» **REQUIRED WORK**
The records are set out below this line. Return exactly the lines from the one containing "find: brown leaf" through the last, and exclude the pictures.

» **DATASET CONTENT**
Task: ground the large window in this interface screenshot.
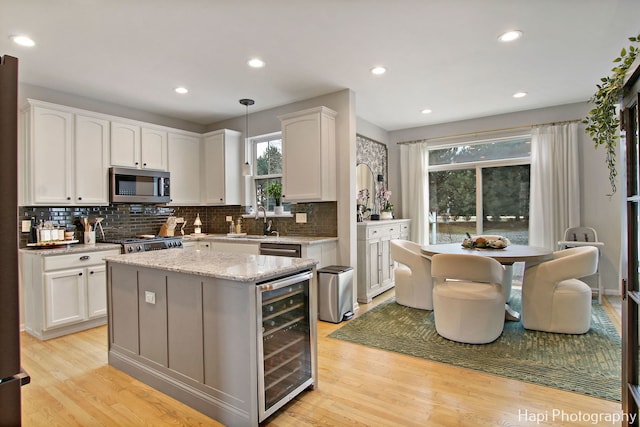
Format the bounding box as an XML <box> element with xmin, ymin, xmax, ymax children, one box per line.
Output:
<box><xmin>251</xmin><ymin>132</ymin><xmax>289</xmax><ymax>211</ymax></box>
<box><xmin>429</xmin><ymin>137</ymin><xmax>531</xmax><ymax>244</ymax></box>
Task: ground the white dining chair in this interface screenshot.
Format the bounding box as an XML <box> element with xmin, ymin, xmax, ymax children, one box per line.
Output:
<box><xmin>431</xmin><ymin>254</ymin><xmax>505</xmax><ymax>344</ymax></box>
<box><xmin>390</xmin><ymin>239</ymin><xmax>433</xmax><ymax>310</ymax></box>
<box><xmin>558</xmin><ymin>227</ymin><xmax>604</xmax><ymax>304</ymax></box>
<box><xmin>522</xmin><ymin>246</ymin><xmax>598</xmax><ymax>334</ymax></box>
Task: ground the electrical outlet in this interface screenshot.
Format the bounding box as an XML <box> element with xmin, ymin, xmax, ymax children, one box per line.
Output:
<box><xmin>144</xmin><ymin>291</ymin><xmax>156</xmax><ymax>304</ymax></box>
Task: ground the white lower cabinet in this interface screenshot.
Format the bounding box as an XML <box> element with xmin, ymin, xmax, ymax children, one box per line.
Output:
<box><xmin>357</xmin><ymin>219</ymin><xmax>411</xmax><ymax>303</ymax></box>
<box><xmin>20</xmin><ymin>249</ymin><xmax>120</xmax><ymax>340</ymax></box>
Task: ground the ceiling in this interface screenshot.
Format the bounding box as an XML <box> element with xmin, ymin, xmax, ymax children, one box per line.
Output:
<box><xmin>0</xmin><ymin>0</ymin><xmax>640</xmax><ymax>131</ymax></box>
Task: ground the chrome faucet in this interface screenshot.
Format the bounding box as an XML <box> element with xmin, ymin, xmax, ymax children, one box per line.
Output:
<box><xmin>256</xmin><ymin>205</ymin><xmax>271</xmax><ymax>236</ymax></box>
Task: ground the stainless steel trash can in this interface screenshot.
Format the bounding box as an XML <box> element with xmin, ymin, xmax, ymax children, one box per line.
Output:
<box><xmin>318</xmin><ymin>265</ymin><xmax>353</xmax><ymax>323</ymax></box>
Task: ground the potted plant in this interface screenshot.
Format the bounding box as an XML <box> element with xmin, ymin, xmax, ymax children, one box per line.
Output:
<box><xmin>379</xmin><ymin>187</ymin><xmax>393</xmax><ymax>219</ymax></box>
<box><xmin>264</xmin><ymin>181</ymin><xmax>283</xmax><ymax>214</ymax></box>
<box><xmin>583</xmin><ymin>34</ymin><xmax>640</xmax><ymax>194</ymax></box>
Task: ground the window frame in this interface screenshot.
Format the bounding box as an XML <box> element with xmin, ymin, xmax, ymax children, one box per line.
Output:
<box><xmin>427</xmin><ymin>134</ymin><xmax>531</xmax><ymax>234</ymax></box>
<box><xmin>247</xmin><ymin>131</ymin><xmax>291</xmax><ymax>216</ymax></box>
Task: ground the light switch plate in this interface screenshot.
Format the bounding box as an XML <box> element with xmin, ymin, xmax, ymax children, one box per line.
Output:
<box><xmin>144</xmin><ymin>291</ymin><xmax>156</xmax><ymax>304</ymax></box>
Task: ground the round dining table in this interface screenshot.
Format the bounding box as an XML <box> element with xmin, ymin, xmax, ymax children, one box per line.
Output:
<box><xmin>420</xmin><ymin>243</ymin><xmax>553</xmax><ymax>321</ymax></box>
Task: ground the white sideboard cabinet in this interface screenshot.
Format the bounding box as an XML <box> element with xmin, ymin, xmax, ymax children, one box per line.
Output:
<box><xmin>279</xmin><ymin>107</ymin><xmax>337</xmax><ymax>202</ymax></box>
<box><xmin>20</xmin><ymin>249</ymin><xmax>120</xmax><ymax>340</ymax></box>
<box><xmin>357</xmin><ymin>219</ymin><xmax>411</xmax><ymax>303</ymax></box>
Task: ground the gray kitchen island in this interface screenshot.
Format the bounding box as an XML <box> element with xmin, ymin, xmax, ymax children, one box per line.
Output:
<box><xmin>107</xmin><ymin>249</ymin><xmax>318</xmax><ymax>426</ymax></box>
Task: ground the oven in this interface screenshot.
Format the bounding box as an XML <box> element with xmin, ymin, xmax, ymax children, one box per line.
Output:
<box><xmin>106</xmin><ymin>235</ymin><xmax>183</xmax><ymax>254</ymax></box>
<box><xmin>260</xmin><ymin>242</ymin><xmax>302</xmax><ymax>258</ymax></box>
<box><xmin>256</xmin><ymin>271</ymin><xmax>317</xmax><ymax>422</ymax></box>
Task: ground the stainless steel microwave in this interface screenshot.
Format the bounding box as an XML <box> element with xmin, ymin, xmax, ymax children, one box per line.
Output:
<box><xmin>109</xmin><ymin>168</ymin><xmax>171</xmax><ymax>203</ymax></box>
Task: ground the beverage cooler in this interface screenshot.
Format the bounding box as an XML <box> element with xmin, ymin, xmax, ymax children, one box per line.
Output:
<box><xmin>257</xmin><ymin>271</ymin><xmax>316</xmax><ymax>421</ymax></box>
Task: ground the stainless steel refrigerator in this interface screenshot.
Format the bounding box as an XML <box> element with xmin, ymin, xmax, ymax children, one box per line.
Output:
<box><xmin>0</xmin><ymin>55</ymin><xmax>29</xmax><ymax>426</ymax></box>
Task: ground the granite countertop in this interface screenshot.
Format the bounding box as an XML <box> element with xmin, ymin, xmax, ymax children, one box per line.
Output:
<box><xmin>20</xmin><ymin>243</ymin><xmax>122</xmax><ymax>255</ymax></box>
<box><xmin>183</xmin><ymin>234</ymin><xmax>338</xmax><ymax>246</ymax></box>
<box><xmin>106</xmin><ymin>249</ymin><xmax>318</xmax><ymax>282</ymax></box>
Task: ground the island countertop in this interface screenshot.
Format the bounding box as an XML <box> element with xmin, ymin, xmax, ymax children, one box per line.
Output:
<box><xmin>182</xmin><ymin>234</ymin><xmax>338</xmax><ymax>246</ymax></box>
<box><xmin>106</xmin><ymin>249</ymin><xmax>318</xmax><ymax>282</ymax></box>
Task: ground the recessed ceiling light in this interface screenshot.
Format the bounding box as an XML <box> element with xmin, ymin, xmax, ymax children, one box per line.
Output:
<box><xmin>9</xmin><ymin>36</ymin><xmax>36</xmax><ymax>47</ymax></box>
<box><xmin>498</xmin><ymin>30</ymin><xmax>522</xmax><ymax>42</ymax></box>
<box><xmin>247</xmin><ymin>58</ymin><xmax>265</xmax><ymax>68</ymax></box>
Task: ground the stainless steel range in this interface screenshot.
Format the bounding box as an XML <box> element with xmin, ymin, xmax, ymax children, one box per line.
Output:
<box><xmin>109</xmin><ymin>236</ymin><xmax>182</xmax><ymax>254</ymax></box>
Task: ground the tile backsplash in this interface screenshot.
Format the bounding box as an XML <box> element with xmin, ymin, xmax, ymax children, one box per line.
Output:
<box><xmin>18</xmin><ymin>202</ymin><xmax>338</xmax><ymax>247</ymax></box>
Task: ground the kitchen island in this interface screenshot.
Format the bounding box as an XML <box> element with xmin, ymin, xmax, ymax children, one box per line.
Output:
<box><xmin>107</xmin><ymin>250</ymin><xmax>317</xmax><ymax>426</ymax></box>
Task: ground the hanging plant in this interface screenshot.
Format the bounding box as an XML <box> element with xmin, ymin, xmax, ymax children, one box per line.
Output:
<box><xmin>582</xmin><ymin>34</ymin><xmax>640</xmax><ymax>194</ymax></box>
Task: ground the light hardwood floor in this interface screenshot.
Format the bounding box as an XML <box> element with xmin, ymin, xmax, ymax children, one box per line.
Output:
<box><xmin>22</xmin><ymin>291</ymin><xmax>620</xmax><ymax>427</ymax></box>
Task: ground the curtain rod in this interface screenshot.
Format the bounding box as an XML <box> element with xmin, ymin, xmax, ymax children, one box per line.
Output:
<box><xmin>396</xmin><ymin>119</ymin><xmax>582</xmax><ymax>145</ymax></box>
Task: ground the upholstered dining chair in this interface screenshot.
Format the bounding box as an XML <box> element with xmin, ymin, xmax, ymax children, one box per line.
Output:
<box><xmin>390</xmin><ymin>239</ymin><xmax>433</xmax><ymax>310</ymax></box>
<box><xmin>431</xmin><ymin>254</ymin><xmax>505</xmax><ymax>344</ymax></box>
<box><xmin>522</xmin><ymin>246</ymin><xmax>598</xmax><ymax>334</ymax></box>
<box><xmin>558</xmin><ymin>227</ymin><xmax>604</xmax><ymax>304</ymax></box>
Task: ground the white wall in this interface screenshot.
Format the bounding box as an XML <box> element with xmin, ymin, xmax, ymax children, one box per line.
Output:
<box><xmin>389</xmin><ymin>102</ymin><xmax>622</xmax><ymax>295</ymax></box>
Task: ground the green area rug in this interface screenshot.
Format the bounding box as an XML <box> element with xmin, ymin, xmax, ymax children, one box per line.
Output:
<box><xmin>329</xmin><ymin>290</ymin><xmax>621</xmax><ymax>401</ymax></box>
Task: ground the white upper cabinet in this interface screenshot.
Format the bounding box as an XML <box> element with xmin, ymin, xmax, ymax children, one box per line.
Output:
<box><xmin>169</xmin><ymin>133</ymin><xmax>201</xmax><ymax>205</ymax></box>
<box><xmin>75</xmin><ymin>115</ymin><xmax>109</xmax><ymax>205</ymax></box>
<box><xmin>21</xmin><ymin>100</ymin><xmax>109</xmax><ymax>206</ymax></box>
<box><xmin>111</xmin><ymin>122</ymin><xmax>140</xmax><ymax>168</ymax></box>
<box><xmin>111</xmin><ymin>121</ymin><xmax>168</xmax><ymax>171</ymax></box>
<box><xmin>279</xmin><ymin>107</ymin><xmax>337</xmax><ymax>202</ymax></box>
<box><xmin>140</xmin><ymin>127</ymin><xmax>169</xmax><ymax>171</ymax></box>
<box><xmin>203</xmin><ymin>129</ymin><xmax>243</xmax><ymax>205</ymax></box>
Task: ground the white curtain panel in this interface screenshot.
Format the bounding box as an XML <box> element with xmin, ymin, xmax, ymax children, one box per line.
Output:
<box><xmin>400</xmin><ymin>143</ymin><xmax>429</xmax><ymax>245</ymax></box>
<box><xmin>529</xmin><ymin>122</ymin><xmax>580</xmax><ymax>250</ymax></box>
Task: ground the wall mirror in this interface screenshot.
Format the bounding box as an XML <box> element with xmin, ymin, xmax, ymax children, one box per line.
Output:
<box><xmin>356</xmin><ymin>135</ymin><xmax>389</xmax><ymax>217</ymax></box>
<box><xmin>356</xmin><ymin>163</ymin><xmax>376</xmax><ymax>209</ymax></box>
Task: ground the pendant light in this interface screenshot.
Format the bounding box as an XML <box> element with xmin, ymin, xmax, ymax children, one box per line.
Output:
<box><xmin>240</xmin><ymin>98</ymin><xmax>255</xmax><ymax>176</ymax></box>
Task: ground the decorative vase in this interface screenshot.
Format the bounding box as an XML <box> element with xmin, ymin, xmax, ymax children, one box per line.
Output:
<box><xmin>380</xmin><ymin>211</ymin><xmax>393</xmax><ymax>219</ymax></box>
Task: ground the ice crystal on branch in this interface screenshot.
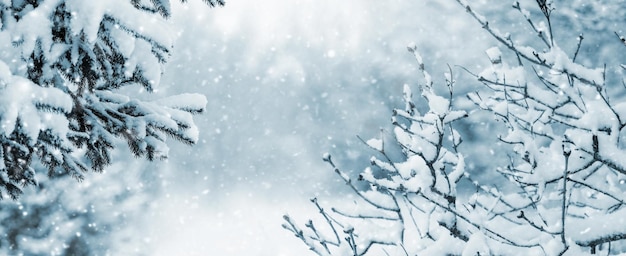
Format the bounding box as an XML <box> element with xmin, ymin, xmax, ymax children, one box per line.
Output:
<box><xmin>0</xmin><ymin>0</ymin><xmax>223</xmax><ymax>198</ymax></box>
<box><xmin>284</xmin><ymin>0</ymin><xmax>626</xmax><ymax>255</ymax></box>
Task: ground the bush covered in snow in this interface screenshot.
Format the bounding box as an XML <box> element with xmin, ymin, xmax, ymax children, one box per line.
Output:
<box><xmin>0</xmin><ymin>0</ymin><xmax>223</xmax><ymax>198</ymax></box>
<box><xmin>283</xmin><ymin>0</ymin><xmax>626</xmax><ymax>255</ymax></box>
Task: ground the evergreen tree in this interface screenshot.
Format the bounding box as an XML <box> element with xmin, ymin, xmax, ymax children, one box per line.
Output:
<box><xmin>283</xmin><ymin>0</ymin><xmax>626</xmax><ymax>256</ymax></box>
<box><xmin>0</xmin><ymin>0</ymin><xmax>224</xmax><ymax>199</ymax></box>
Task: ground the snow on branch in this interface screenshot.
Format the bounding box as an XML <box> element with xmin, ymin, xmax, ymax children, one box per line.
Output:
<box><xmin>285</xmin><ymin>0</ymin><xmax>626</xmax><ymax>256</ymax></box>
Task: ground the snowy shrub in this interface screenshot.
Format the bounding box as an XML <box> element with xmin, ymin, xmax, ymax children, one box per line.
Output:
<box><xmin>0</xmin><ymin>0</ymin><xmax>223</xmax><ymax>198</ymax></box>
<box><xmin>283</xmin><ymin>0</ymin><xmax>626</xmax><ymax>255</ymax></box>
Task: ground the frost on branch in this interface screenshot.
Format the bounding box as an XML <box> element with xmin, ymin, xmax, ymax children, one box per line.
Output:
<box><xmin>0</xmin><ymin>0</ymin><xmax>223</xmax><ymax>198</ymax></box>
<box><xmin>284</xmin><ymin>0</ymin><xmax>626</xmax><ymax>255</ymax></box>
<box><xmin>284</xmin><ymin>49</ymin><xmax>471</xmax><ymax>255</ymax></box>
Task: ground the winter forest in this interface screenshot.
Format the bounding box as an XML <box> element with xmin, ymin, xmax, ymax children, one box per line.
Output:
<box><xmin>0</xmin><ymin>0</ymin><xmax>626</xmax><ymax>256</ymax></box>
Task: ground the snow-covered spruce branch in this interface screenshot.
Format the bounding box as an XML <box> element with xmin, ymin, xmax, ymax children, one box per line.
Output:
<box><xmin>0</xmin><ymin>0</ymin><xmax>223</xmax><ymax>199</ymax></box>
<box><xmin>286</xmin><ymin>0</ymin><xmax>626</xmax><ymax>255</ymax></box>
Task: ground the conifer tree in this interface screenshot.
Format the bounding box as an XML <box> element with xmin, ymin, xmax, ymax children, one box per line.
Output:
<box><xmin>0</xmin><ymin>0</ymin><xmax>224</xmax><ymax>199</ymax></box>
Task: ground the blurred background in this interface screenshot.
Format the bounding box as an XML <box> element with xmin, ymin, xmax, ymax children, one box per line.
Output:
<box><xmin>0</xmin><ymin>0</ymin><xmax>626</xmax><ymax>256</ymax></box>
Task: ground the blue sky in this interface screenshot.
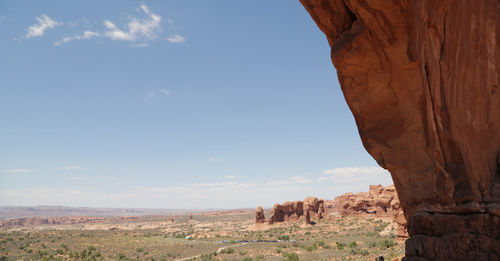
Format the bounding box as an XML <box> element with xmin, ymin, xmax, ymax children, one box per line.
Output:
<box><xmin>0</xmin><ymin>0</ymin><xmax>392</xmax><ymax>208</ymax></box>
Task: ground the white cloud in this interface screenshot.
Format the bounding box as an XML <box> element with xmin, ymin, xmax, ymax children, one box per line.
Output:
<box><xmin>167</xmin><ymin>34</ymin><xmax>186</xmax><ymax>44</ymax></box>
<box><xmin>5</xmin><ymin>169</ymin><xmax>31</xmax><ymax>173</ymax></box>
<box><xmin>208</xmin><ymin>156</ymin><xmax>222</xmax><ymax>162</ymax></box>
<box><xmin>54</xmin><ymin>4</ymin><xmax>161</xmax><ymax>47</ymax></box>
<box><xmin>104</xmin><ymin>4</ymin><xmax>161</xmax><ymax>41</ymax></box>
<box><xmin>54</xmin><ymin>31</ymin><xmax>101</xmax><ymax>46</ymax></box>
<box><xmin>144</xmin><ymin>91</ymin><xmax>156</xmax><ymax>103</ymax></box>
<box><xmin>26</xmin><ymin>14</ymin><xmax>60</xmax><ymax>38</ymax></box>
<box><xmin>130</xmin><ymin>43</ymin><xmax>149</xmax><ymax>48</ymax></box>
<box><xmin>59</xmin><ymin>165</ymin><xmax>83</xmax><ymax>170</ymax></box>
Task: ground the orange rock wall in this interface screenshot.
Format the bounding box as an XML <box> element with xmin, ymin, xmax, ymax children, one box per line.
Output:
<box><xmin>300</xmin><ymin>0</ymin><xmax>500</xmax><ymax>260</ymax></box>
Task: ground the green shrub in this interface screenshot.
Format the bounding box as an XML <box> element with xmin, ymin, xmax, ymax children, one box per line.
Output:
<box><xmin>378</xmin><ymin>239</ymin><xmax>395</xmax><ymax>250</ymax></box>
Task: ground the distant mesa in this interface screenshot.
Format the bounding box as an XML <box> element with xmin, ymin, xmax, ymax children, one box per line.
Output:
<box><xmin>326</xmin><ymin>185</ymin><xmax>408</xmax><ymax>237</ymax></box>
<box><xmin>255</xmin><ymin>197</ymin><xmax>326</xmax><ymax>224</ymax></box>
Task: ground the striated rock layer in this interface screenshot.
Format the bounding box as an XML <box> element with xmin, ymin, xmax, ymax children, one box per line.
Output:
<box><xmin>300</xmin><ymin>0</ymin><xmax>500</xmax><ymax>260</ymax></box>
<box><xmin>255</xmin><ymin>197</ymin><xmax>326</xmax><ymax>224</ymax></box>
<box><xmin>332</xmin><ymin>185</ymin><xmax>408</xmax><ymax>239</ymax></box>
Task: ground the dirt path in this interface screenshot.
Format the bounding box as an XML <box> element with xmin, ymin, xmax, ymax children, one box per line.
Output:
<box><xmin>174</xmin><ymin>242</ymin><xmax>251</xmax><ymax>261</ymax></box>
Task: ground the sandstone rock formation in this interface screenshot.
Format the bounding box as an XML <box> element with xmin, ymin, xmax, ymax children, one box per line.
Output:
<box><xmin>300</xmin><ymin>0</ymin><xmax>500</xmax><ymax>260</ymax></box>
<box><xmin>255</xmin><ymin>197</ymin><xmax>326</xmax><ymax>224</ymax></box>
<box><xmin>255</xmin><ymin>207</ymin><xmax>266</xmax><ymax>221</ymax></box>
<box><xmin>328</xmin><ymin>185</ymin><xmax>407</xmax><ymax>238</ymax></box>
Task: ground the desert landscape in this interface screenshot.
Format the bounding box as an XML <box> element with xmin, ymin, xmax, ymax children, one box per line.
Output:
<box><xmin>0</xmin><ymin>186</ymin><xmax>405</xmax><ymax>261</ymax></box>
<box><xmin>0</xmin><ymin>0</ymin><xmax>500</xmax><ymax>261</ymax></box>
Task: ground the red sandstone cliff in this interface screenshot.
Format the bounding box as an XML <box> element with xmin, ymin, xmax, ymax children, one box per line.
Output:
<box><xmin>327</xmin><ymin>185</ymin><xmax>408</xmax><ymax>238</ymax></box>
<box><xmin>300</xmin><ymin>0</ymin><xmax>500</xmax><ymax>260</ymax></box>
<box><xmin>255</xmin><ymin>197</ymin><xmax>326</xmax><ymax>224</ymax></box>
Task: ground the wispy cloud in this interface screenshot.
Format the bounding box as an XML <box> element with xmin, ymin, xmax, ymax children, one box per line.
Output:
<box><xmin>130</xmin><ymin>43</ymin><xmax>149</xmax><ymax>48</ymax></box>
<box><xmin>208</xmin><ymin>156</ymin><xmax>222</xmax><ymax>162</ymax></box>
<box><xmin>167</xmin><ymin>34</ymin><xmax>186</xmax><ymax>44</ymax></box>
<box><xmin>26</xmin><ymin>14</ymin><xmax>60</xmax><ymax>38</ymax></box>
<box><xmin>58</xmin><ymin>165</ymin><xmax>83</xmax><ymax>170</ymax></box>
<box><xmin>5</xmin><ymin>169</ymin><xmax>31</xmax><ymax>173</ymax></box>
<box><xmin>144</xmin><ymin>91</ymin><xmax>156</xmax><ymax>103</ymax></box>
<box><xmin>54</xmin><ymin>4</ymin><xmax>162</xmax><ymax>47</ymax></box>
<box><xmin>0</xmin><ymin>167</ymin><xmax>392</xmax><ymax>208</ymax></box>
<box><xmin>144</xmin><ymin>89</ymin><xmax>170</xmax><ymax>103</ymax></box>
<box><xmin>54</xmin><ymin>31</ymin><xmax>101</xmax><ymax>46</ymax></box>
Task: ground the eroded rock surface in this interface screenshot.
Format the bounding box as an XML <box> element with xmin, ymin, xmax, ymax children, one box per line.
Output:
<box><xmin>300</xmin><ymin>0</ymin><xmax>500</xmax><ymax>260</ymax></box>
<box><xmin>255</xmin><ymin>197</ymin><xmax>326</xmax><ymax>224</ymax></box>
<box><xmin>326</xmin><ymin>185</ymin><xmax>408</xmax><ymax>238</ymax></box>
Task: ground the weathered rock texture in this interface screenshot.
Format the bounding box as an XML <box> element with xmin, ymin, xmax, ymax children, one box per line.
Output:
<box><xmin>255</xmin><ymin>197</ymin><xmax>326</xmax><ymax>224</ymax></box>
<box><xmin>300</xmin><ymin>0</ymin><xmax>500</xmax><ymax>260</ymax></box>
<box><xmin>255</xmin><ymin>207</ymin><xmax>266</xmax><ymax>224</ymax></box>
<box><xmin>327</xmin><ymin>185</ymin><xmax>408</xmax><ymax>238</ymax></box>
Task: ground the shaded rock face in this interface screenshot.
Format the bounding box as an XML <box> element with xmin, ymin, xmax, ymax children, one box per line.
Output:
<box><xmin>300</xmin><ymin>0</ymin><xmax>500</xmax><ymax>260</ymax></box>
<box><xmin>264</xmin><ymin>197</ymin><xmax>326</xmax><ymax>224</ymax></box>
<box><xmin>327</xmin><ymin>185</ymin><xmax>408</xmax><ymax>238</ymax></box>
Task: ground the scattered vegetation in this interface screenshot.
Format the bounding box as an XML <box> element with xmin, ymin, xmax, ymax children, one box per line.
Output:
<box><xmin>0</xmin><ymin>214</ymin><xmax>403</xmax><ymax>261</ymax></box>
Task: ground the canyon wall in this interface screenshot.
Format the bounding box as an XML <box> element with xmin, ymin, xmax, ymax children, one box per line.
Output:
<box><xmin>300</xmin><ymin>0</ymin><xmax>500</xmax><ymax>260</ymax></box>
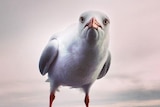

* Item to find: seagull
[39,11,111,107]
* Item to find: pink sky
[0,0,160,107]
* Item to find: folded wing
[97,52,111,79]
[39,38,58,75]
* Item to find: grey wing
[97,52,111,79]
[39,38,58,75]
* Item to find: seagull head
[79,11,110,44]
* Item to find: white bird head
[79,11,110,44]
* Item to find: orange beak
[86,17,102,29]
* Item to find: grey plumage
[39,11,111,107]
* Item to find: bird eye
[103,18,109,25]
[79,16,85,23]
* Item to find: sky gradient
[0,0,160,107]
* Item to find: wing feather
[39,38,58,75]
[97,52,111,79]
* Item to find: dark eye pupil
[103,19,108,25]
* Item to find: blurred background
[0,0,160,107]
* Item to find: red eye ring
[79,16,85,23]
[103,18,109,25]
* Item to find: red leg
[84,94,89,107]
[49,92,55,107]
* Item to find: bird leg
[49,92,55,107]
[84,94,89,107]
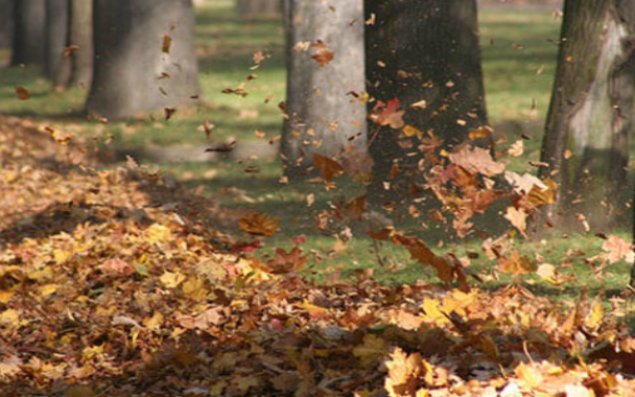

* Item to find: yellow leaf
[238,212,278,236]
[353,334,388,366]
[421,298,450,326]
[584,299,604,331]
[0,309,20,326]
[143,311,163,330]
[0,291,15,304]
[38,284,60,297]
[145,223,172,243]
[64,385,96,397]
[514,363,543,389]
[181,277,207,300]
[443,289,477,316]
[159,271,185,288]
[53,249,73,265]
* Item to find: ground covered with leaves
[0,118,635,397]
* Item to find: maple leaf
[370,98,406,129]
[602,235,633,264]
[267,246,308,274]
[101,258,135,276]
[498,251,537,276]
[505,171,548,195]
[238,212,278,237]
[313,154,344,182]
[505,207,527,237]
[384,348,423,397]
[448,146,505,177]
[311,40,334,67]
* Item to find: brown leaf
[602,235,633,263]
[161,34,172,54]
[448,146,505,177]
[15,85,31,101]
[238,212,278,236]
[311,40,334,67]
[313,154,344,182]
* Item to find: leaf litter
[0,113,635,397]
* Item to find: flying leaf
[313,154,344,182]
[238,212,278,237]
[161,34,172,54]
[448,146,505,177]
[311,40,334,67]
[505,207,527,236]
[602,235,633,264]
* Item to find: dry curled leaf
[15,85,31,101]
[311,40,334,67]
[238,212,278,236]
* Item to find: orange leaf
[311,40,334,67]
[238,212,278,236]
[15,85,31,101]
[313,154,344,182]
[161,34,172,54]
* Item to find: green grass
[0,0,628,322]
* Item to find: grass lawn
[0,0,628,324]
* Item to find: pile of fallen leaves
[0,119,635,397]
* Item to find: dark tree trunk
[281,0,366,178]
[537,0,635,231]
[87,0,200,119]
[236,0,282,19]
[11,0,46,66]
[0,0,15,48]
[366,0,487,207]
[45,0,71,88]
[69,0,94,89]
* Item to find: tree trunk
[69,0,94,89]
[45,0,71,88]
[0,0,15,48]
[236,0,282,19]
[87,0,200,119]
[11,0,46,66]
[537,0,635,231]
[366,0,487,204]
[281,0,366,178]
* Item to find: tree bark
[537,0,635,231]
[0,0,15,48]
[69,0,94,89]
[236,0,282,19]
[366,0,487,204]
[11,0,46,66]
[45,0,71,88]
[87,0,201,119]
[281,0,366,178]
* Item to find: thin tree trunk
[11,0,46,66]
[537,0,635,231]
[366,0,487,204]
[45,0,71,89]
[69,0,94,89]
[87,0,201,119]
[236,0,282,19]
[281,0,366,178]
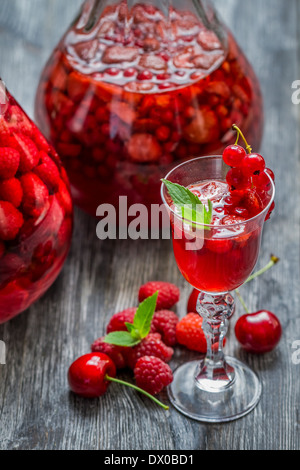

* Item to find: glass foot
[168,357,261,423]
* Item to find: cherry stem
[232,124,252,153]
[235,255,280,313]
[105,375,169,410]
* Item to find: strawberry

» **FINISHED EXERCISE**
* Item to find: brown leaf
[602,235,633,263]
[161,34,172,54]
[448,146,505,177]
[15,85,31,101]
[238,212,278,236]
[311,40,334,67]
[313,154,344,182]
* Item to find: leaf litter
[0,113,635,397]
* Item to find: flying leaf
[313,154,344,182]
[238,212,278,237]
[161,34,172,54]
[448,146,505,177]
[311,40,334,67]
[505,207,527,236]
[602,235,633,264]
* Item to find: dry curled leaf
[15,85,31,101]
[311,40,334,67]
[238,212,278,236]
* Item to find: orange leaf
[311,40,334,67]
[238,212,278,236]
[15,85,31,101]
[313,154,344,182]
[161,34,172,54]
* Item to find: green grass
[0,0,628,322]
* Item to find: grass lawn
[0,0,628,324]
* Item to find: pile of fallen leaves
[0,119,635,397]
* Item to find: dark tree trunk
[281,0,366,178]
[537,0,635,231]
[87,0,200,119]
[236,0,282,19]
[11,0,46,66]
[0,0,15,48]
[366,0,487,207]
[45,0,71,88]
[69,0,94,89]
* Item to find: tree trunk
[69,0,94,89]
[45,0,71,88]
[0,0,15,48]
[236,0,282,19]
[87,0,200,119]
[11,0,46,66]
[537,0,635,231]
[366,0,487,204]
[281,0,366,178]
* Item to find: tree bark
[537,0,635,231]
[0,0,15,48]
[69,0,94,89]
[236,0,282,19]
[366,0,487,204]
[11,0,46,66]
[45,0,71,88]
[87,0,201,119]
[281,0,366,178]
* Item to find: thin tree trunk
[11,0,46,66]
[537,0,635,231]
[366,0,487,204]
[45,0,71,89]
[69,0,94,89]
[87,0,201,119]
[236,0,282,19]
[281,0,366,178]

* Item to find: glass foot
[168,357,261,423]
* Item to find: cherry stem
[232,124,252,153]
[235,255,280,313]
[105,375,169,410]
* Item to find: strawberry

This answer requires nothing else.